1.  BASIS OF PRESENTATION

          The accompanying balance sheet and statement of shareholders' equity
at March 30, 1997, and the statements of income and of cash flows for the six
fiscal months ended March 30, 1997 and March 31, 1996, are unaudited. These
statements have been prepared on the same basis as the Company's audited
financial statements and in the opinion of management reflect all adjustments,
which are only of a normal recurring nature, necessary for a fair presentation
of the financial position and results of operations for such periods. These
unaudited financial statements should be read in conjunction with the audited
financial statements included in the Company's Form 10K/A as filed with the
Securities and Exchange Commission on December 26, 1996.

          Certain reclassifications, which have no effect on retained earnings,
have been made to conform the fiscal 1996 information to the fiscal 1997
presentation.

2. RECAPITALIZATION

          Concurrent with it's initial public offering in July 1996, the Company
(i) effected a 1.812-for-1 stock split of its outstanding voting and non-voting
common stock, and (ii) amended its Articles of Incorporation to provide for the
issuance of up to 5,000 shares of preferred stock, par value $.01, an increase
in the number of voting common shares authorized from 10,000 to 50,000, a
reclassification of the voting and non-voting common stock, and a decrease in
the number of authorized non-voting common shares from 7,500 to 4,530. Share and
per share amounts for all periods presented have been adjusted to give
retroactive effect to the above.

*THE TASKS*.
1. Reproduce verbatim the passage of the financial statement notes from "The accompanying balance" up to and including "December 26, 1996.".
2. Answer these questions using the financial statement notes:
(a) On what date was the Company's Form 10K/A filed with the Securities and Exchange Commission?
(b) What stock split did the Company effect at the time of its initial public offering?
(c) To how many shares was the number of authorized voting common shares increased?
3. Extend the financial statement notes on the Company's presentation basis and recapitalization, starting after the last sentence shown.

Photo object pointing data
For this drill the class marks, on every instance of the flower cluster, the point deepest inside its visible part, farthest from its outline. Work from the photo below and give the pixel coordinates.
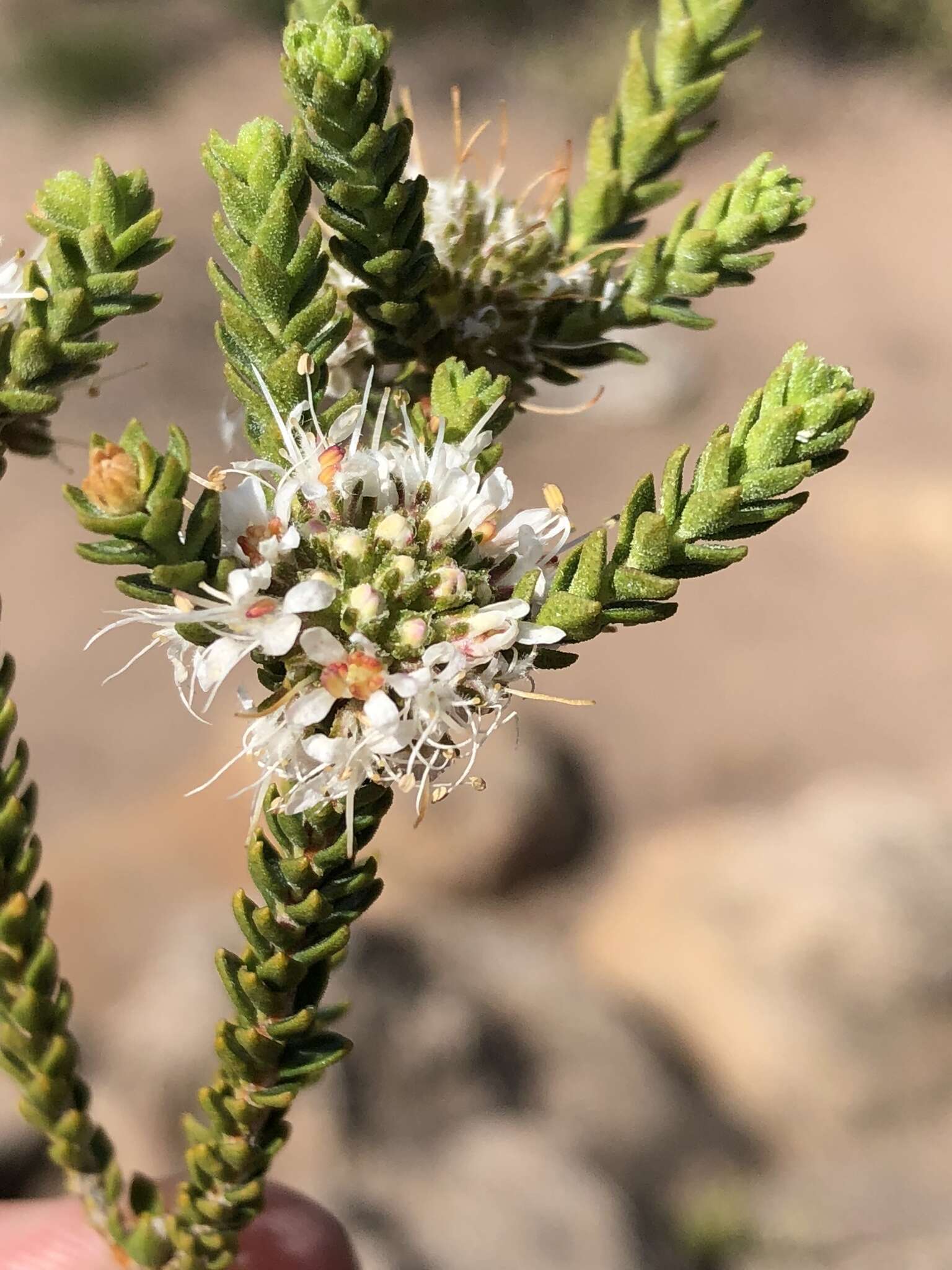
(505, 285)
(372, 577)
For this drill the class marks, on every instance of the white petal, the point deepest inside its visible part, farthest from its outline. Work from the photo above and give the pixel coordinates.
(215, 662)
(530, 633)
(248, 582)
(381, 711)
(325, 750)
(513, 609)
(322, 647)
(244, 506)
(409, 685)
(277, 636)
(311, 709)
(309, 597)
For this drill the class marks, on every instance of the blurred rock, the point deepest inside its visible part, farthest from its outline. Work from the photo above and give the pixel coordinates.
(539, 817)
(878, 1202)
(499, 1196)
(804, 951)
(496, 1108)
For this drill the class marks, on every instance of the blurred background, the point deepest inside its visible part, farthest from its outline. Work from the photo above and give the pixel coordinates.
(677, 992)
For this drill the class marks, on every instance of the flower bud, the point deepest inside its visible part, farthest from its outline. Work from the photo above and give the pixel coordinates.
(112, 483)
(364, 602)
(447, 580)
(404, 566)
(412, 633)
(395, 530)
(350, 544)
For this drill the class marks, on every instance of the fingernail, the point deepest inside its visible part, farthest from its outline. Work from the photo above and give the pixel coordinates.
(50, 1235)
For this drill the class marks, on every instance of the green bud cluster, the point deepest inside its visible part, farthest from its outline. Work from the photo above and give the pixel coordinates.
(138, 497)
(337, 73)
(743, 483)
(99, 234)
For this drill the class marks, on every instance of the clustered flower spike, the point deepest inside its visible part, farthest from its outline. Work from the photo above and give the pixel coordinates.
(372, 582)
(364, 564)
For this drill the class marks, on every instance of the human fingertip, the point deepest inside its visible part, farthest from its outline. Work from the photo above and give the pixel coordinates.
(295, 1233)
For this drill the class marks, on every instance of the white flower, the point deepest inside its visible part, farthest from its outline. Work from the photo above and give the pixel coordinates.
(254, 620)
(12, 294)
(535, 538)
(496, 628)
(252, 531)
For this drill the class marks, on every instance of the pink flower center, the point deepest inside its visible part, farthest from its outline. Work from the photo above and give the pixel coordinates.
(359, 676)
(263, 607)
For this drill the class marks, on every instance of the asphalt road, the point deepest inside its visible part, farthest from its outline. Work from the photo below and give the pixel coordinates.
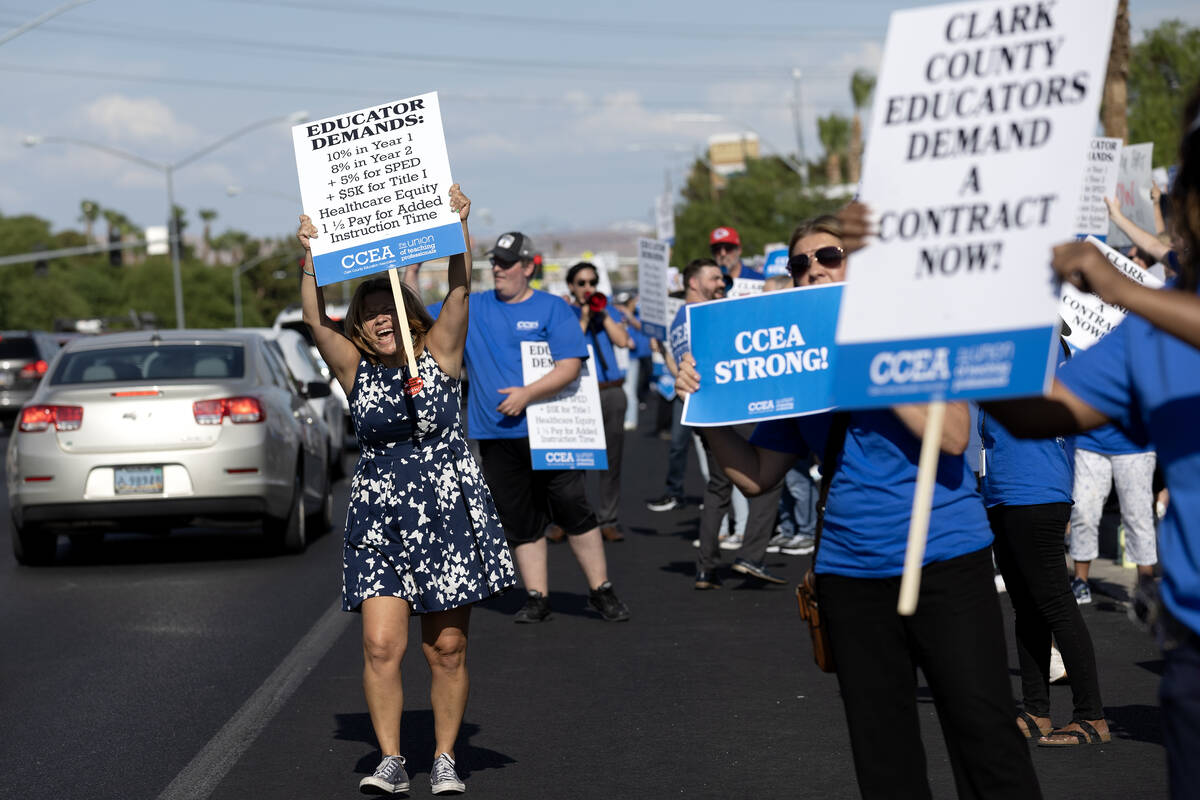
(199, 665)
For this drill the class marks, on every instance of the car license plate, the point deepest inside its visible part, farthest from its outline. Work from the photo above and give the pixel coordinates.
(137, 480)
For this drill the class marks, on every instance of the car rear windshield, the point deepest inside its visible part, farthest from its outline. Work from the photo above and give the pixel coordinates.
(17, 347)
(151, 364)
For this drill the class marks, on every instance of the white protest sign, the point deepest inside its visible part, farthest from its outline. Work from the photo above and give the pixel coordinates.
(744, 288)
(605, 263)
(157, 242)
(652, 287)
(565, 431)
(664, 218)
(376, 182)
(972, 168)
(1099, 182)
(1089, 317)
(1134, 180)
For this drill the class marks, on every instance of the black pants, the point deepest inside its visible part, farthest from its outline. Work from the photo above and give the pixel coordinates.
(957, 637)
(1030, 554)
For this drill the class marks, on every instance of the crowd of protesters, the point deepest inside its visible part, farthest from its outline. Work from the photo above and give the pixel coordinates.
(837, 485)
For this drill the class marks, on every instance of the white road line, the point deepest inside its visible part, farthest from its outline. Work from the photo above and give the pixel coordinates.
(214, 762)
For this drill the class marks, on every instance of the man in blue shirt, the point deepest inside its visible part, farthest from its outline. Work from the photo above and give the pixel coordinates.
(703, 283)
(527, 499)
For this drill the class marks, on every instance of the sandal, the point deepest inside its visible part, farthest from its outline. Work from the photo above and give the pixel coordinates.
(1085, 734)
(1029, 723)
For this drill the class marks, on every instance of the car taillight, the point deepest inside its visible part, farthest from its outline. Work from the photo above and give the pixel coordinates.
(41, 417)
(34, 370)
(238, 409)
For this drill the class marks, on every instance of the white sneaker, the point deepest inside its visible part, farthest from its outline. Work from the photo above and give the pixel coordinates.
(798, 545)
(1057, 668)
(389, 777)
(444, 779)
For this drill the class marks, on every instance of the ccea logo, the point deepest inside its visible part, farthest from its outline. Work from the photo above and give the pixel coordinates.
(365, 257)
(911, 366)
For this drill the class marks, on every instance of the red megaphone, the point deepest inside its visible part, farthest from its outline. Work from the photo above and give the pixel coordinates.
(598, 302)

*TASK-BY-TASK OUTPUTS*.
1.
The accompanying balance sheet and statement of shareholders' equity
at March 30, 1997, and the statements of income and of cash flows for the six
fiscal months ended March 30, 1997 and March 31, 1996, are unaudited. These
statements have been prepared on the same basis as the Company's audited
financial statements and in the opinion of management reflect all adjustments,
which are only of a normal recurring nature, necessary for a fair presentation
of the financial position and results of operations for such periods. These
unaudited financial statements should be read in conjunction with the audited
financial statements included in the Company's Form 10K/A as filed with the
Securities and Exchange Commission on December 26, 1996.

2.
(a) December 26, 1996
(b) A 1.812-for-1 stock split of its outstanding voting and non-voting common stock
(c) 50,000

3.
3.  UNAUDITED PRO FORMA NET INCOME AND NET INCOME PER SHARE

          Prior to its initial public offering, the Company elected treatment as
an S corporation for federal and state income tax purposes. Pro forma net income
for the six fiscal months ended March 31, 1996 represents net income after a pro
forma provision, using a tax rate of 40%, to reflect the estimated income tax
expense of the Company as if it had been subject to normal federal and state
income taxes at C corporation rates for the period.

          Pro forma net income per share for the six fiscal months ended March
31, 1996 is computed using the weighted average number of common and common
equivalent shares outstanding during the period, adjusted to include the
estimated number of shares required to be sold by the Company to prepay
distributions to the pre-offering shareholders totaling $9,952 (890 shares as
calculated based on the net proceeds from the initial public offering) including
a $5,000 distribution paid in May 1996 and a $4,952 distribution payable by
April 1997. The Company made the final payment of $1,375 in April 1997. The
computation of pro forma weighted average shares outstanding gives effect to the
stock split being effected in connection with the initial public offering (see
Note 2). Historical net income per share has not been presented in view of prior
period S corporation status.

4.  UNAUDITED EARNINGS PER SHARE DISCLOSURE

          In February 1997, the Financial Accounting Standards Board (FASB)
issued Statement of Accounting Standard (SFAS) No. 128 "Accounting for Earnings
per Share", which is effective for financial statements for both annual and
interim periods ending after December 15, 1997. This Statement specifies the
computation, presentation and disclosure requirements for Earnings per Share
(EPS). Early adoption of this Statement is not permitted. However, disclosure of
pro forma EPS amounts using this Statement is allowed. The Basic and Dilutive
EPS under SFAS No. 128 is substantially the same as Primary and Fully Dilutive
EPS under the current regulations.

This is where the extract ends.